= SELECTED EXCERPT =

JT Tomovcsik will continue to run our North American Records and Information Management business and Eileen Sweeney will add Western Europe to her leadership responsibilities and will head Data Management in all developed markets. She and JT will coordinate their efforts through Patrick.

This integration of executive leadership in North America and Western Europe will allow us to present a single face to our major customers in our largest markets and we'll be better positioned as a global service provider not just a company with a global footprint.

Marc Duale will continue to run emerging markets through the Other International segment, which covers Latin America, Asia-Pacific and Central and Eastern Europe. This segment also includes Australia as it is easy to manage within this segment due to the geographic proximity.

We think this structure will better fuel our continued momentum in developed markets and continue our expansion in emerging markets, thereby more closely tying performance to our strategic plan.

Turning to operating highlights, total storage revenue, a key economic driver of our business, grew by 4.6% on a constant dollar basis during the quarter, reflecting continued strong growth from the Other International segment and consistent trends in Western Europe as well as North America, RIM, and DM or Data Management.

Worldwide, internal growth in storage rental of 3%, continued to show resilience.

= SUPPLIED INFORMATION =
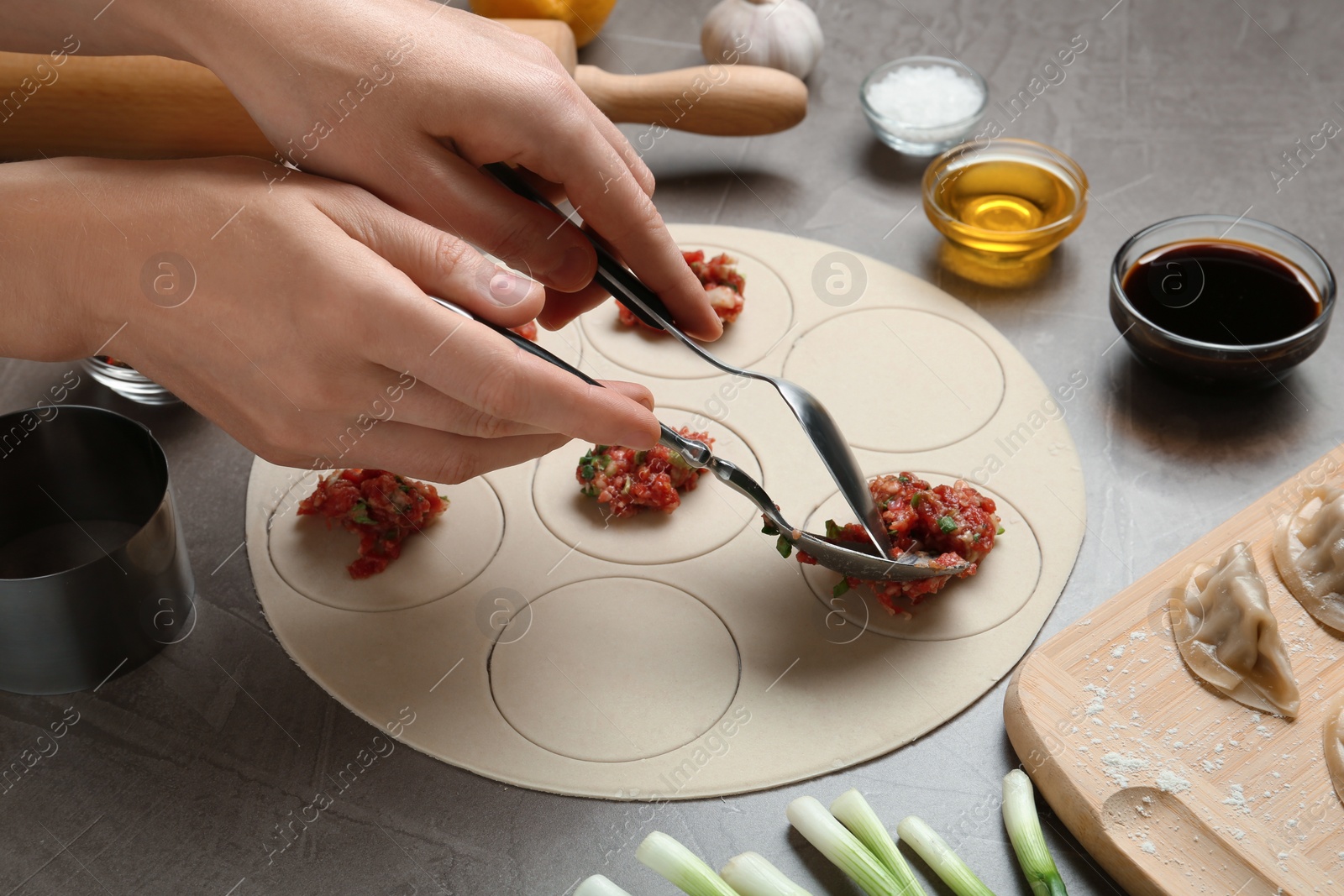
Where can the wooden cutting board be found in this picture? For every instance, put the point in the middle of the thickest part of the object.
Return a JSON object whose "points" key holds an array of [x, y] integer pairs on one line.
{"points": [[1171, 786]]}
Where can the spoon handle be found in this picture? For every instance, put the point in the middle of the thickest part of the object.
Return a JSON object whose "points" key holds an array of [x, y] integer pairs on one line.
{"points": [[696, 453]]}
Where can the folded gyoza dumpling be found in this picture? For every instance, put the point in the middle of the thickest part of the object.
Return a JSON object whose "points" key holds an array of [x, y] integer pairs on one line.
{"points": [[1229, 636], [1310, 553], [1335, 746]]}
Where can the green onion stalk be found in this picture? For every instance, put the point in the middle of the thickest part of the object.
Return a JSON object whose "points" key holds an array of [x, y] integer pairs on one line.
{"points": [[680, 867], [853, 812], [941, 857], [753, 875], [844, 851], [598, 886], [1028, 841]]}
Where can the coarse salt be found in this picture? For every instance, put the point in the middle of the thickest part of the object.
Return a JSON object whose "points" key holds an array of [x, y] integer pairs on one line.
{"points": [[925, 96]]}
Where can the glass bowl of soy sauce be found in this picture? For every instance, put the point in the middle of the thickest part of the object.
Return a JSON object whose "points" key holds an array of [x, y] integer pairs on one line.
{"points": [[1221, 300]]}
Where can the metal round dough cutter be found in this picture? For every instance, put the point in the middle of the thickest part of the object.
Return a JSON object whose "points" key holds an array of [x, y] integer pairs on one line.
{"points": [[94, 577]]}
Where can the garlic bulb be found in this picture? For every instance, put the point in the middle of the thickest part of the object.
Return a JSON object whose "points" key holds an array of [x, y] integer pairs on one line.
{"points": [[780, 34]]}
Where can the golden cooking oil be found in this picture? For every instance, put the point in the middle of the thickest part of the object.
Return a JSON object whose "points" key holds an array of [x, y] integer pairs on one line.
{"points": [[1003, 207]]}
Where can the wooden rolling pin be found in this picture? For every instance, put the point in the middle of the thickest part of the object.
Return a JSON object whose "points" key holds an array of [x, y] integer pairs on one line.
{"points": [[156, 107]]}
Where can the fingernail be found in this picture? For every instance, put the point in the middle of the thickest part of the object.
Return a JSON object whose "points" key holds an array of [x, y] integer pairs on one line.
{"points": [[575, 269], [507, 289]]}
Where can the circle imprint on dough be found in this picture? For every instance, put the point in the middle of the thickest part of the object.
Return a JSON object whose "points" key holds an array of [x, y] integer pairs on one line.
{"points": [[766, 316], [434, 562], [709, 517], [616, 671], [874, 369], [999, 589]]}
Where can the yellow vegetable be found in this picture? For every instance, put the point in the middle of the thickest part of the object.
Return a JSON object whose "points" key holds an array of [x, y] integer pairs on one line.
{"points": [[585, 18]]}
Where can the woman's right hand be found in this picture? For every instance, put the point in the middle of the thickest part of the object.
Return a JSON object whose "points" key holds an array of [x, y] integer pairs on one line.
{"points": [[307, 313]]}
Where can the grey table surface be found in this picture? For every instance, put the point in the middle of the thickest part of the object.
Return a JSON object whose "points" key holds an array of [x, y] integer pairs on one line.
{"points": [[179, 772]]}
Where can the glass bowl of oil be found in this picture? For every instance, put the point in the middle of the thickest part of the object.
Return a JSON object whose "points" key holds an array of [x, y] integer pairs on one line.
{"points": [[1003, 206], [1221, 300]]}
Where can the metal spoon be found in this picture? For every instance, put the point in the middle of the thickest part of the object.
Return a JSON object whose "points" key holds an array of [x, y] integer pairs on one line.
{"points": [[816, 421], [847, 558]]}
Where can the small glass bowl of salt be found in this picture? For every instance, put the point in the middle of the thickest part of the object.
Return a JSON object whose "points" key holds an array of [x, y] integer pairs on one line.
{"points": [[924, 105]]}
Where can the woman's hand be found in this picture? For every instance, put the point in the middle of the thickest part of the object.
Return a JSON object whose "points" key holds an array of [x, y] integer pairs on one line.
{"points": [[295, 317], [407, 98]]}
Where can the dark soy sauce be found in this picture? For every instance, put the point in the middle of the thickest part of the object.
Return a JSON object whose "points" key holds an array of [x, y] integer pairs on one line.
{"points": [[1222, 291]]}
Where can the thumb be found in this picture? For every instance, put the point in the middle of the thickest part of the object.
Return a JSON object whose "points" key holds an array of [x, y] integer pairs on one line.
{"points": [[440, 264]]}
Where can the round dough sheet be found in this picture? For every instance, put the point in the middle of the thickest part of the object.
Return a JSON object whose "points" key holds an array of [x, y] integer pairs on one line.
{"points": [[671, 658]]}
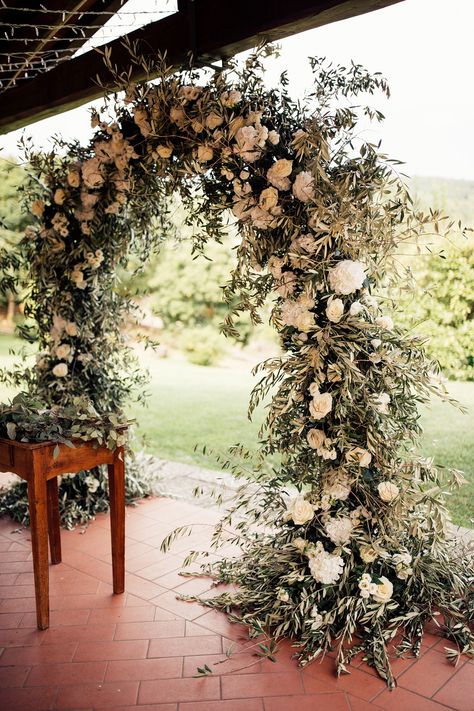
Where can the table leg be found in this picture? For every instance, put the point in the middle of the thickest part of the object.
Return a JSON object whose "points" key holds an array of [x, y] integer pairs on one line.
{"points": [[117, 519], [37, 500], [53, 521]]}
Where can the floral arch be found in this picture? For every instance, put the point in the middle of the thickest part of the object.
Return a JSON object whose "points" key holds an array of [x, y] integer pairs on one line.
{"points": [[351, 539]]}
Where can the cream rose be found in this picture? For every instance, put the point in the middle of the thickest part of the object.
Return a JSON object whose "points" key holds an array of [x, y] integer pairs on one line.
{"points": [[268, 199], [347, 276], [384, 590], [303, 187], [60, 370], [320, 405], [315, 438], [359, 455], [335, 310], [388, 491], [300, 511], [278, 173]]}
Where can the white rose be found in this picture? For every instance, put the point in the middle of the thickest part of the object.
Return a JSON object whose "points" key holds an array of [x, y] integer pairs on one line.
{"points": [[60, 370], [384, 590], [335, 310], [37, 208], [359, 455], [320, 405], [205, 154], [300, 510], [347, 276], [356, 308], [268, 198], [164, 151], [388, 491], [303, 187], [315, 438], [63, 351], [230, 98], [368, 554], [278, 173], [384, 322]]}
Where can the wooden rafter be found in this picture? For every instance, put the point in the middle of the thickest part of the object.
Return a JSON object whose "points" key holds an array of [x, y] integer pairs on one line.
{"points": [[211, 29]]}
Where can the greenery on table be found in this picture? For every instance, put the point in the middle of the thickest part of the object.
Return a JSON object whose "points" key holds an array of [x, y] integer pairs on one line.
{"points": [[362, 550]]}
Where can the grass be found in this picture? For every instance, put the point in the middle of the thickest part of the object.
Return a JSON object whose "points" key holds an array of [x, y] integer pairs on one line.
{"points": [[193, 406]]}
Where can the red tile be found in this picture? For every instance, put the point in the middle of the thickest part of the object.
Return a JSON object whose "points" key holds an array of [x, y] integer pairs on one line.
{"points": [[58, 618], [428, 674], [229, 705], [97, 695], [323, 702], [144, 669], [179, 690], [150, 630], [407, 700], [10, 620], [74, 633], [87, 651], [321, 677], [66, 673], [40, 654], [142, 613], [15, 699], [13, 676], [181, 646], [255, 685], [459, 691]]}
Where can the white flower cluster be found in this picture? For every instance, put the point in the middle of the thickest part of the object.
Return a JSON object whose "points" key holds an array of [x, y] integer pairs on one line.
{"points": [[380, 592], [326, 568]]}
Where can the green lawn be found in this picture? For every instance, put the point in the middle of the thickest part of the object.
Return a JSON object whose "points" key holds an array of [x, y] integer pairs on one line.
{"points": [[191, 405]]}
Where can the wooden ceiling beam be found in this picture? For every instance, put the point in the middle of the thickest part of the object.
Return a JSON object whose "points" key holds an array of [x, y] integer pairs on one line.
{"points": [[213, 27]]}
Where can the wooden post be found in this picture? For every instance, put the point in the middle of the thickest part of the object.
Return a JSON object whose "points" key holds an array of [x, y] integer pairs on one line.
{"points": [[37, 500], [53, 521], [116, 473]]}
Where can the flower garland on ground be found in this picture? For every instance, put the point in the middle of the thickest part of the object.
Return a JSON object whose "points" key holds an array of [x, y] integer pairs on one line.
{"points": [[362, 549]]}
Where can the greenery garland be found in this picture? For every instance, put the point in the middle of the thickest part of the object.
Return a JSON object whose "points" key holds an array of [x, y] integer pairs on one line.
{"points": [[362, 548]]}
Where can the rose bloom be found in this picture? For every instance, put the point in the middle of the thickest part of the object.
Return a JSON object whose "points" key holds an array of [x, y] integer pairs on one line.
{"points": [[92, 173], [60, 370], [273, 137], [230, 98], [356, 308], [205, 154], [320, 406], [388, 491], [303, 187], [368, 554], [300, 511], [335, 310], [278, 173], [37, 208], [164, 151], [73, 178], [268, 198], [315, 438], [347, 276], [359, 455], [213, 120], [63, 351], [384, 590], [384, 322]]}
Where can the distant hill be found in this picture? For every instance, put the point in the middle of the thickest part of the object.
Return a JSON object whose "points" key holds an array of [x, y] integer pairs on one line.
{"points": [[455, 197]]}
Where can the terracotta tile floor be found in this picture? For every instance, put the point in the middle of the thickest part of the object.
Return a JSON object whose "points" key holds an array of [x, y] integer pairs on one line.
{"points": [[140, 650]]}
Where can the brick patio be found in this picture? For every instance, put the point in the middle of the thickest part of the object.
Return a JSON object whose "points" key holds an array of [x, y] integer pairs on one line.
{"points": [[140, 650]]}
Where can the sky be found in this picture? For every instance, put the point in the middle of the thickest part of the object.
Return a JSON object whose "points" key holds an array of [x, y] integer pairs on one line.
{"points": [[423, 47]]}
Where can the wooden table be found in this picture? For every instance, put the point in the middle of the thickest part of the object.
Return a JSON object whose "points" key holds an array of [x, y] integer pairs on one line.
{"points": [[36, 463]]}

= WHAT IS ASKED =
[1] Pull out every line of the entries that contains the word "woman", matching case exactly.
[2] Please carry on the remarks about leadership structure and storage revenue, starting after their last sentence.

= EXPECTED RESULTS =
[1]
Where can the woman's right hand be found in this picture? For every instance, put the point in the middle of the thickest part of the object.
Where can the woman's hand be found in this picture? For every instance, put the point in the middle of the thickest part of the object.

[2]
Whilst, internal growth did benefit slightly from favorable comps relative to the 1.4% internal storage rental growth in the same period last year, we are seeing continued momentum and are maintaining our view for internal storage rental revenue growth for 2015 of between 2% and 2.5%.

In Records Management, we added roughly 18 million cubic feet of net storage volume worldwide on a trailing 12-month basis, representing 3.5% net growth.

This growth was in part achieved as a result of the significant turnaround we are continuing to achieve in North America from negative to positive internal volume growth, or in other words, before benefit from acquisitions. Importantly, North America represents nearly 25% of our net volume gains for the trailing 12 months excluding acquisitions.

Globally, we maintained customer retention of 98% in line with our fourth quarter 2014 levels, but a significant improvement over the level of customer turnover experienced just two years ago.

In our Data Management business, we continue to see solid storage revenue growth, although as noted in recent quarters, we are still experiencing headwinds related to reduced frequency of customer tape rotation.

Whilst we continue to evaluate ways to right-size our cost structure to align with this trend, we are continuing to develop new product and services in the Data Management segment to leverage our strong customer relationships in the more than 200,000 stops we make each month.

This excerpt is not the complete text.